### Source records

***

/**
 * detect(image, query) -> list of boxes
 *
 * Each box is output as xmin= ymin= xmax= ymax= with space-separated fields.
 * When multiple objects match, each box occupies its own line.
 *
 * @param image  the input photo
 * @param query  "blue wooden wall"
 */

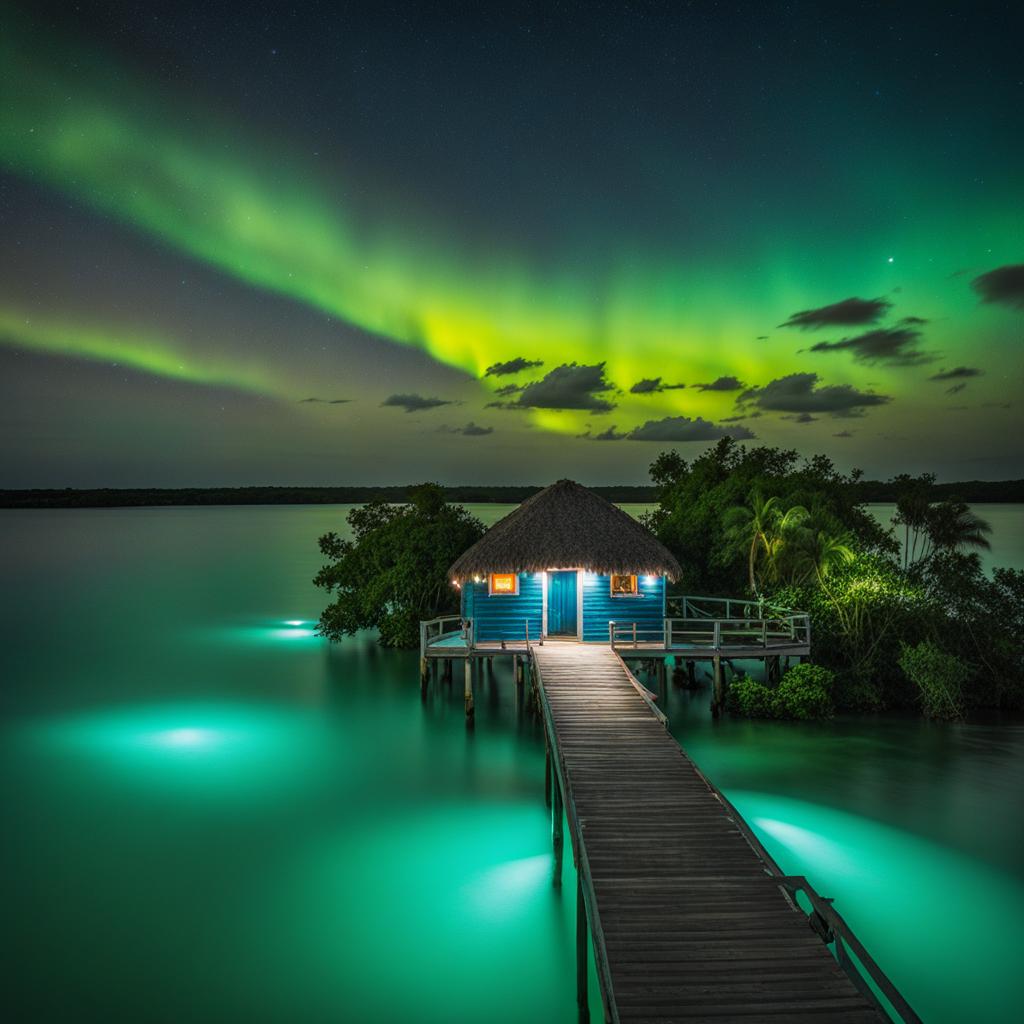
xmin=462 ymin=572 xmax=665 ymax=643
xmin=462 ymin=572 xmax=544 ymax=640
xmin=583 ymin=572 xmax=665 ymax=643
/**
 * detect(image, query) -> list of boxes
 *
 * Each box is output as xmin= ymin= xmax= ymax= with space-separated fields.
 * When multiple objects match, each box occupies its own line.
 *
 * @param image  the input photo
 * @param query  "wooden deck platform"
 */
xmin=531 ymin=643 xmax=888 ymax=1024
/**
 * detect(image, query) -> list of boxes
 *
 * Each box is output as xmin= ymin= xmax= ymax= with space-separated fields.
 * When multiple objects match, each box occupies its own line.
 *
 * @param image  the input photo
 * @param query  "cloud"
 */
xmin=630 ymin=377 xmax=686 ymax=394
xmin=381 ymin=394 xmax=457 ymax=413
xmin=737 ymin=374 xmax=892 ymax=416
xmin=628 ymin=416 xmax=755 ymax=441
xmin=779 ymin=298 xmax=892 ymax=330
xmin=693 ymin=377 xmax=745 ymax=391
xmin=483 ymin=355 xmax=544 ymax=377
xmin=928 ymin=367 xmax=985 ymax=381
xmin=577 ymin=426 xmax=630 ymax=441
xmin=489 ymin=362 xmax=615 ymax=413
xmin=971 ymin=263 xmax=1024 ymax=309
xmin=437 ymin=420 xmax=495 ymax=437
xmin=810 ymin=327 xmax=936 ymax=367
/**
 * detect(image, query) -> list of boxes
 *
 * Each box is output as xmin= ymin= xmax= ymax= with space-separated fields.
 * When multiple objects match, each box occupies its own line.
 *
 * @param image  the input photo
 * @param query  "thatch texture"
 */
xmin=449 ymin=480 xmax=682 ymax=583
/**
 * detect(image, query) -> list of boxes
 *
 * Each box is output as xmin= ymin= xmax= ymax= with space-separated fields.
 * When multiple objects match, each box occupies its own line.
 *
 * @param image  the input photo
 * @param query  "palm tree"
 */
xmin=725 ymin=488 xmax=807 ymax=601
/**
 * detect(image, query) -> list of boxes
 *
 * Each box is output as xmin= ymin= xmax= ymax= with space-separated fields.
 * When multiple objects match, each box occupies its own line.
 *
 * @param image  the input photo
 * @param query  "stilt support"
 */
xmin=464 ymin=657 xmax=476 ymax=725
xmin=577 ymin=874 xmax=590 ymax=1024
xmin=711 ymin=654 xmax=725 ymax=718
xmin=551 ymin=775 xmax=565 ymax=889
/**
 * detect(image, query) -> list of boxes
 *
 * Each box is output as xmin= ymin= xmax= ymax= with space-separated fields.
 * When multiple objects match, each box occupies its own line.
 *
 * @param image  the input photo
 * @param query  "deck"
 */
xmin=531 ymin=643 xmax=916 ymax=1024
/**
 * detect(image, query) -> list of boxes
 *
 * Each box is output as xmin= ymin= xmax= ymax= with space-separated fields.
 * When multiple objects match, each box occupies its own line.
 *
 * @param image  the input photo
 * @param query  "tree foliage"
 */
xmin=313 ymin=483 xmax=483 ymax=647
xmin=647 ymin=437 xmax=897 ymax=596
xmin=647 ymin=438 xmax=1024 ymax=715
xmin=729 ymin=665 xmax=835 ymax=721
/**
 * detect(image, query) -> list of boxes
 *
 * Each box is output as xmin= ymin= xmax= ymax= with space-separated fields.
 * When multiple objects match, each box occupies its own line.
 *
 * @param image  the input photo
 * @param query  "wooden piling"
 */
xmin=551 ymin=777 xmax=565 ymax=889
xmin=577 ymin=873 xmax=590 ymax=1024
xmin=464 ymin=657 xmax=476 ymax=725
xmin=544 ymin=739 xmax=552 ymax=807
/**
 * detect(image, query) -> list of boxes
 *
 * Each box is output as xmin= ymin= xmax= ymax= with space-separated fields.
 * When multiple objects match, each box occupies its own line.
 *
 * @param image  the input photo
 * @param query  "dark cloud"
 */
xmin=779 ymin=298 xmax=892 ymax=330
xmin=437 ymin=420 xmax=495 ymax=437
xmin=737 ymin=374 xmax=892 ymax=416
xmin=971 ymin=263 xmax=1024 ymax=309
xmin=810 ymin=327 xmax=936 ymax=367
xmin=381 ymin=394 xmax=457 ymax=413
xmin=693 ymin=377 xmax=746 ymax=391
xmin=629 ymin=416 xmax=755 ymax=441
xmin=577 ymin=427 xmax=629 ymax=441
xmin=630 ymin=377 xmax=686 ymax=394
xmin=483 ymin=355 xmax=544 ymax=377
xmin=490 ymin=362 xmax=615 ymax=413
xmin=928 ymin=367 xmax=985 ymax=381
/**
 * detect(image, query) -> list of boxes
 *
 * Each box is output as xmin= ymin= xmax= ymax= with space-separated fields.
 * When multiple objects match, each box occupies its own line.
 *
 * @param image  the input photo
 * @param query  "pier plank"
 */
xmin=531 ymin=643 xmax=884 ymax=1024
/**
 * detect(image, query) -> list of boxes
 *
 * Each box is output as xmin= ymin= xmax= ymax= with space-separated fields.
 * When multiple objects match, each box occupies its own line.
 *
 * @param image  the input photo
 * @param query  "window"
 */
xmin=487 ymin=572 xmax=519 ymax=597
xmin=611 ymin=572 xmax=640 ymax=597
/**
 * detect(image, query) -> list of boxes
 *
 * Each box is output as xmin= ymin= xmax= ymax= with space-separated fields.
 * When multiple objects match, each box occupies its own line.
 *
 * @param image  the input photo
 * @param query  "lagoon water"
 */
xmin=0 ymin=506 xmax=1024 ymax=1024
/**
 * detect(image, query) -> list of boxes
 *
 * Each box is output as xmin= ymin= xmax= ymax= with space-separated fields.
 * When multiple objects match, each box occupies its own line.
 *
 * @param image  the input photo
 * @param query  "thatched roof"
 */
xmin=449 ymin=480 xmax=682 ymax=582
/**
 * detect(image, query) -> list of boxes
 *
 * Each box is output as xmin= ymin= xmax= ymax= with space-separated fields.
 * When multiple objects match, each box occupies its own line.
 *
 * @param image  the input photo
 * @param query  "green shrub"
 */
xmin=899 ymin=640 xmax=971 ymax=719
xmin=729 ymin=676 xmax=775 ymax=718
xmin=774 ymin=664 xmax=836 ymax=721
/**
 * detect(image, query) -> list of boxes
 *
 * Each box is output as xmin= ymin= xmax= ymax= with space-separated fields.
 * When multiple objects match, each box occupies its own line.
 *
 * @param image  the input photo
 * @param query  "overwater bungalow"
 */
xmin=451 ymin=480 xmax=682 ymax=643
xmin=420 ymin=480 xmax=810 ymax=698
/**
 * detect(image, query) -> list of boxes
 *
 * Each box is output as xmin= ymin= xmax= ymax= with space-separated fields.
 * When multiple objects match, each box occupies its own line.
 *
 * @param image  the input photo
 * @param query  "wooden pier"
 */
xmin=529 ymin=642 xmax=918 ymax=1024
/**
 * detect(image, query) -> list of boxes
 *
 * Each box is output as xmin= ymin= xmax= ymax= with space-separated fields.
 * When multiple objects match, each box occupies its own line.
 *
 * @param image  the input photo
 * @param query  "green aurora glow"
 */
xmin=0 ymin=11 xmax=1024 ymax=471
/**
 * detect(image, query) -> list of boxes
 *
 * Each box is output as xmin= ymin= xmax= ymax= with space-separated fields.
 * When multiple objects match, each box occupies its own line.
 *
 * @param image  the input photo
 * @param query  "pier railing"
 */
xmin=608 ymin=612 xmax=811 ymax=652
xmin=693 ymin=765 xmax=923 ymax=1024
xmin=420 ymin=615 xmax=463 ymax=659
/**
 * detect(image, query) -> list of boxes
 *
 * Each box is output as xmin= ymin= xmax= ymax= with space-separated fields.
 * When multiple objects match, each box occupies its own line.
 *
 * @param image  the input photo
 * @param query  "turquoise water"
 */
xmin=0 ymin=507 xmax=1024 ymax=1024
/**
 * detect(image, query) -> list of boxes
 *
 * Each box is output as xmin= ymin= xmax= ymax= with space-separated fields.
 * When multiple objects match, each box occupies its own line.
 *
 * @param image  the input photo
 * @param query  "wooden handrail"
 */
xmin=691 ymin=762 xmax=923 ymax=1024
xmin=530 ymin=658 xmax=618 ymax=1024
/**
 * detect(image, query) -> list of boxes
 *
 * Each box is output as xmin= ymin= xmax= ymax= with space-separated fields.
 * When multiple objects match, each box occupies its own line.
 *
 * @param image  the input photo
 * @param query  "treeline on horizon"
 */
xmin=0 ymin=479 xmax=1024 ymax=509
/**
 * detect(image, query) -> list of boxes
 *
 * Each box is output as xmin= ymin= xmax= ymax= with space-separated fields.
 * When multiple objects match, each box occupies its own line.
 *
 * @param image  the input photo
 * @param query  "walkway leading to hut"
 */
xmin=532 ymin=642 xmax=885 ymax=1024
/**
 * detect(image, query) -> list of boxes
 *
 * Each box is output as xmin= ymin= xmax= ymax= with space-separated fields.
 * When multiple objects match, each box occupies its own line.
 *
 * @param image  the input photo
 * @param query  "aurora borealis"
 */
xmin=0 ymin=3 xmax=1024 ymax=486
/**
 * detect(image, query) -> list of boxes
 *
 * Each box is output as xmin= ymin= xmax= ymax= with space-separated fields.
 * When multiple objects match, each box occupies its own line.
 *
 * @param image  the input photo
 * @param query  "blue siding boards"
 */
xmin=583 ymin=572 xmax=665 ymax=643
xmin=462 ymin=572 xmax=665 ymax=643
xmin=462 ymin=572 xmax=544 ymax=641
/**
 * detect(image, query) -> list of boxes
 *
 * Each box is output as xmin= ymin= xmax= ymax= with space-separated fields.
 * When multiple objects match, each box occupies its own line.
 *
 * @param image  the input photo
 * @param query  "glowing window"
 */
xmin=488 ymin=572 xmax=519 ymax=597
xmin=611 ymin=572 xmax=640 ymax=597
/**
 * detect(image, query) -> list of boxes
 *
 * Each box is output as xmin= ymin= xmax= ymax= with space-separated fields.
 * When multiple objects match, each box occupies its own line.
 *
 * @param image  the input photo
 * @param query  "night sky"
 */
xmin=0 ymin=2 xmax=1024 ymax=486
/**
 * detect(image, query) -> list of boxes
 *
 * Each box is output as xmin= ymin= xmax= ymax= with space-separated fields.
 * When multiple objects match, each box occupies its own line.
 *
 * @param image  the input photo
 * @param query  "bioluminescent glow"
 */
xmin=153 ymin=726 xmax=222 ymax=750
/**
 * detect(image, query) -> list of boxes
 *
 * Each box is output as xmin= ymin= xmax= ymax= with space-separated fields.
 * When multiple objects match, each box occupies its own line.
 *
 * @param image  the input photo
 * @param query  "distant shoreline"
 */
xmin=0 ymin=480 xmax=1024 ymax=509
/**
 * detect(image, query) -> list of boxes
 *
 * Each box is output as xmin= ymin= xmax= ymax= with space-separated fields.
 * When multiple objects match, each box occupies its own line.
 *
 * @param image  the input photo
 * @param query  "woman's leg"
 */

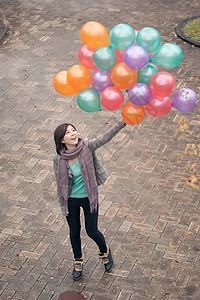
xmin=82 ymin=198 xmax=107 ymax=253
xmin=66 ymin=198 xmax=82 ymax=259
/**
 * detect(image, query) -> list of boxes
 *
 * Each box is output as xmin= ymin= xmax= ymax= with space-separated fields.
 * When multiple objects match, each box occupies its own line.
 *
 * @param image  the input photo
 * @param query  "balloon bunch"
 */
xmin=53 ymin=22 xmax=198 ymax=125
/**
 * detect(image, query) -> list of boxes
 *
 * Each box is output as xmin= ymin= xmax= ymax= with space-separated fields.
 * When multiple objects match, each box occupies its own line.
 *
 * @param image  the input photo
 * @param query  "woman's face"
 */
xmin=61 ymin=125 xmax=78 ymax=150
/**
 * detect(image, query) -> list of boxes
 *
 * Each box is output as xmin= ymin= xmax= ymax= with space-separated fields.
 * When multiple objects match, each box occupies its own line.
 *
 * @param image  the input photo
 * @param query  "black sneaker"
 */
xmin=99 ymin=248 xmax=113 ymax=273
xmin=72 ymin=258 xmax=83 ymax=280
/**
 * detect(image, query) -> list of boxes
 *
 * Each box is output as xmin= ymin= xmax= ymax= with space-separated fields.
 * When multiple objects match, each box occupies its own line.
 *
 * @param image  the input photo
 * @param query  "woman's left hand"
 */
xmin=120 ymin=118 xmax=126 ymax=125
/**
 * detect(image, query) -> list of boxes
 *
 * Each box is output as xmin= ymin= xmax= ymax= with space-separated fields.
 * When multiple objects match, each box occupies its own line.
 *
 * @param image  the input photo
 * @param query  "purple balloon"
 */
xmin=92 ymin=70 xmax=114 ymax=92
xmin=123 ymin=45 xmax=150 ymax=70
xmin=128 ymin=83 xmax=152 ymax=106
xmin=172 ymin=88 xmax=198 ymax=112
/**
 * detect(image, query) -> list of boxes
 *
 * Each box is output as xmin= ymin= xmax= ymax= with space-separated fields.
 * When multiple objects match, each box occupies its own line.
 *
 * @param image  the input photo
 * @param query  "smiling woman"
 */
xmin=54 ymin=120 xmax=126 ymax=280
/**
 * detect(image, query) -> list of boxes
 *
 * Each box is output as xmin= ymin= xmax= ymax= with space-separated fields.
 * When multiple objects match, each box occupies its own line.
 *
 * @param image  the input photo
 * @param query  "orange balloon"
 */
xmin=122 ymin=102 xmax=145 ymax=125
xmin=53 ymin=71 xmax=79 ymax=96
xmin=111 ymin=62 xmax=138 ymax=89
xmin=80 ymin=21 xmax=109 ymax=49
xmin=67 ymin=65 xmax=92 ymax=91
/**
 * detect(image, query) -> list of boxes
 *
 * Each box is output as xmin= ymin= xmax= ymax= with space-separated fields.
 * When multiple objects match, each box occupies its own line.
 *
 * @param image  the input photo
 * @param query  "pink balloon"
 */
xmin=145 ymin=95 xmax=172 ymax=118
xmin=113 ymin=49 xmax=125 ymax=64
xmin=150 ymin=71 xmax=176 ymax=97
xmin=78 ymin=45 xmax=98 ymax=71
xmin=100 ymin=87 xmax=124 ymax=110
xmin=133 ymin=29 xmax=139 ymax=45
xmin=148 ymin=51 xmax=156 ymax=58
xmin=154 ymin=64 xmax=162 ymax=70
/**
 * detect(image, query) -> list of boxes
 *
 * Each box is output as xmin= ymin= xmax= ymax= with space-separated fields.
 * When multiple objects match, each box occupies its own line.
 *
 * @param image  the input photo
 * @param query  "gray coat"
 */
xmin=53 ymin=121 xmax=126 ymax=215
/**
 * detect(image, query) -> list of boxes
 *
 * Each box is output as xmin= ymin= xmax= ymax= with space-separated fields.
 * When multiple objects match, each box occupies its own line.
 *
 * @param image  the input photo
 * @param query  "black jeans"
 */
xmin=66 ymin=198 xmax=107 ymax=259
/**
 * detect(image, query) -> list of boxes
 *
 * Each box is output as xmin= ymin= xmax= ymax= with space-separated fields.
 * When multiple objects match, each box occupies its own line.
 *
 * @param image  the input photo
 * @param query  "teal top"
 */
xmin=70 ymin=160 xmax=88 ymax=198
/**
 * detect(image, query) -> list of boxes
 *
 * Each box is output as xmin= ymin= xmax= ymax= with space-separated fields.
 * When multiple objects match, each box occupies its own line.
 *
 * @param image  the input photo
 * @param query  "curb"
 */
xmin=175 ymin=16 xmax=200 ymax=47
xmin=0 ymin=20 xmax=8 ymax=41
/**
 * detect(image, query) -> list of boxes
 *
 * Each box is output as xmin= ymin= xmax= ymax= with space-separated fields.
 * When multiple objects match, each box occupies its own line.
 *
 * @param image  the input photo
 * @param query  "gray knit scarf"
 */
xmin=57 ymin=139 xmax=98 ymax=213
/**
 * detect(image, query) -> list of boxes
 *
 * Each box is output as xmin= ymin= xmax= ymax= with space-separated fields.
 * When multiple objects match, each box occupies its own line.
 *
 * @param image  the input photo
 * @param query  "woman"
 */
xmin=53 ymin=120 xmax=126 ymax=280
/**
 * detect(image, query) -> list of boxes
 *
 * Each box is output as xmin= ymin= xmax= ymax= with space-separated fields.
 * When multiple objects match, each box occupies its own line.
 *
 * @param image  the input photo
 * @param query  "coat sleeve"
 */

***

### Problem description
Reproduce every line from the start of the records through the line holding "xmin=531 ymin=643 xmax=888 ymax=1024", inclusive, requests included, shifting each bounding-box coordinate by adding 59 to it. Omit the pictures from the output.

### Answer to this exercise
/**
 * detect(image, query) -> list of boxes
 *
 * Each box is output as xmin= ymin= xmax= ymax= with space-separated fields.
 * When multiple objects match, each box occupies its own line.
 *
 * @param image  the input photo
 * @param query  "blue wooden wall"
 */

xmin=521 ymin=631 xmax=724 ymax=702
xmin=521 ymin=631 xmax=603 ymax=699
xmin=642 ymin=631 xmax=724 ymax=702
/**
 * detect(image, query) -> list of boxes
 *
 * Each box is output as xmin= ymin= xmax= ymax= with space-separated fields.
 * When multiple objects match, each box occupies its own line.
 *
 * @param image  the input photo
 * @param query  "wooden deck platform"
 */
xmin=590 ymin=702 xmax=947 ymax=1083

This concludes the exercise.